## [DOCUMENT EXCERPT]
※

For these reasons, the compiler is written as a single 1300 line C# script, containing a single class, and which uses arrays as the sole data structure, primarily arrays of object or string. Data structures such as hashtables are implemented via linear search through arrays storing keys and values in an alternating fashion, since real hashtables simply weren’t worth the overhead in extern calls. An amazing code style, I know.

Immediate mode compilation

Writing compilers is difficult work. Writing compilers in such a limited programming environment is not only difficult, but extremely tedious. To prevent myself from going insane and make it all easier to implement, I made a few fairly unorthodox design decisions. The main one being a property of the compilation pipeline which I shall refer to as immediate mode compilation (if you have a better word for it, please let me know, I’m not aware of one).

To understand what that is, let’s talk briefly about architecting a compiler. If you’ve ever taken a course on the subject, you were probably taught that most compilers should consist roughly of the following distinct ‘parts’ aka. pipeline stages:

  1. Lexing/Tokenization
  2. Parsing
  3. Typechecking and semantic analysis
  4. Optimization passes
  5. Code generation

Each of these being like a separate little program that takes input from the previous part and passes it to the next. Source code is first lexed to produce a stream of tokens, which is parsed to construct an abstract syntax tree (AST). This tree structure is then used to check proper usage of types and program semantics, and later optimized into a semantically equivalent, but more performant form. Lastly, the syntax tree, or some other intermediate representation, is used to generate code in the target language (such as assembly).

Implementing all of this in the aforementioned limited environment is quite ambitious, so I started cutting stuff away. If I make the language dynamically typed, there is no need for type checking, which removes one pipeline stage. Another pipeline stage is removed by the decision to not make an optimizing compiler - if you write slow code, you will pay the price. Also, due to the lack of proper user types, tokens produced by the lexing stage are actually just objects, that can be either strings in the case of identifiers or keywords, floats in the case of literals, or chars in the case of symbols like + or ) - a disgusting use of polymorphism. All of this leaves us with the following pipeline:

  • Lexing to objects
  • Parsing
  • Code generation

Even this pipeline, however, I considered too ambitious. It turns out representing and working on more complex data structures, such as an abstract syntax tree, is pretty difficult and unwieldy with Udon due to the lack of proper user types. To circumvent dealing with that headache at all, parsing and code generation are done in one single step, which is what I mean by ‘immediate mode compilation’. Code in the target language is immediately generated while the token stream is being read.

To give an example, the code to compile a while loop looks like so:

[RecursiveMethod]
void WhileLoop()

※

## [RECORDED INFORMATION]
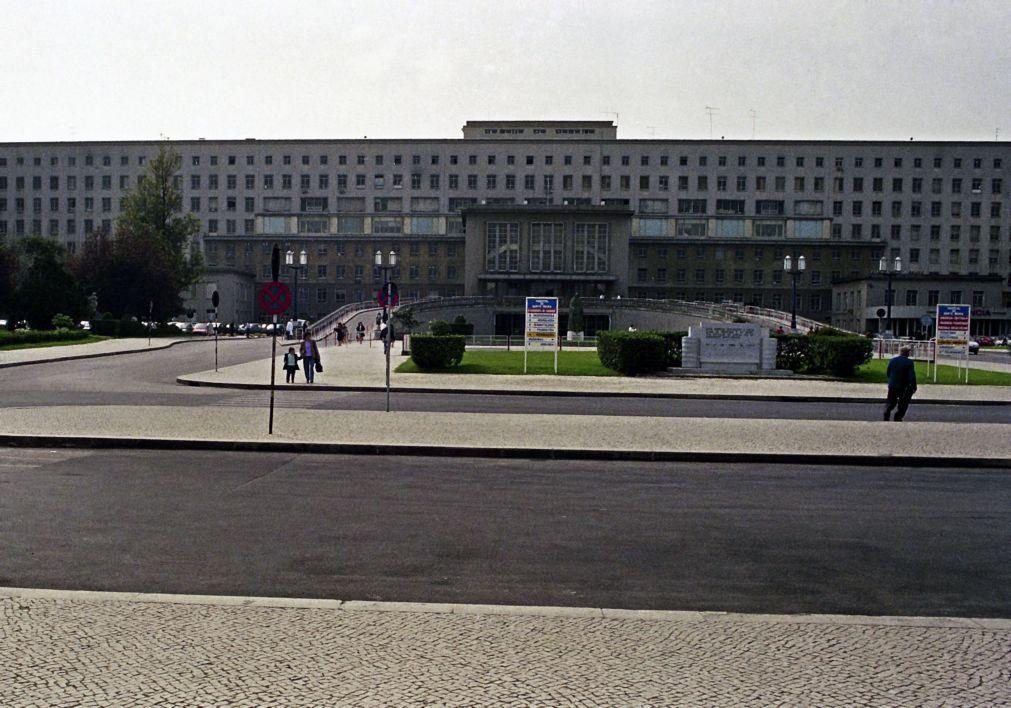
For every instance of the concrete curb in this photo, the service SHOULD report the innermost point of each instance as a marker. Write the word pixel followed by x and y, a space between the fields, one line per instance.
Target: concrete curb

※

## [EXERCISE INSTRUCTIONS]
From the Udon compiler excerpt above, extract everything from "Each of these" down to "(such as assembly).", copying it word for word.

## [TASK SOLUTION]
Each of these being like a separate little program that takes input from the previous part and passes it to the next. Source code is first lexed to produce a stream of tokens, which is parsed to construct an abstract syntax tree (AST). This tree structure is then used to check proper usage of types and program semantics, and later optimized into a semantically equivalent, but more performant form. Lastly, the syntax tree, or some other intermediate representation, is used to generate code in the target language (such as assembly).